Point localization data:

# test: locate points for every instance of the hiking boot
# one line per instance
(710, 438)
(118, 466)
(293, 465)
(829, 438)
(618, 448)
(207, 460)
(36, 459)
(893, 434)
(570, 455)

**Work request:** Reproduce each entry exactly, leaving out nothing.

**Answer area:**
# test: locate points for every instance of the hiking boot
# one line per instance
(710, 438)
(118, 466)
(293, 465)
(829, 438)
(618, 448)
(207, 460)
(36, 459)
(893, 434)
(570, 455)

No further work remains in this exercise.